(Exercise input)

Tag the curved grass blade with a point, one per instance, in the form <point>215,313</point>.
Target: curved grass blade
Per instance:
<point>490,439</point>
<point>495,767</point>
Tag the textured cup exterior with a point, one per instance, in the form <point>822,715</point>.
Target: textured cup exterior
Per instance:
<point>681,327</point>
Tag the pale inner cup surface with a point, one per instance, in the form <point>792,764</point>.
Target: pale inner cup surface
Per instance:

(End Exercise input)

*About this exercise:*
In the entries above, find each line that includes the string "surface" and copy it.

*Finished task:*
Tag the pale inner cup surface with a point, one per instance, in the form <point>792,764</point>.
Target: pale inner cup surface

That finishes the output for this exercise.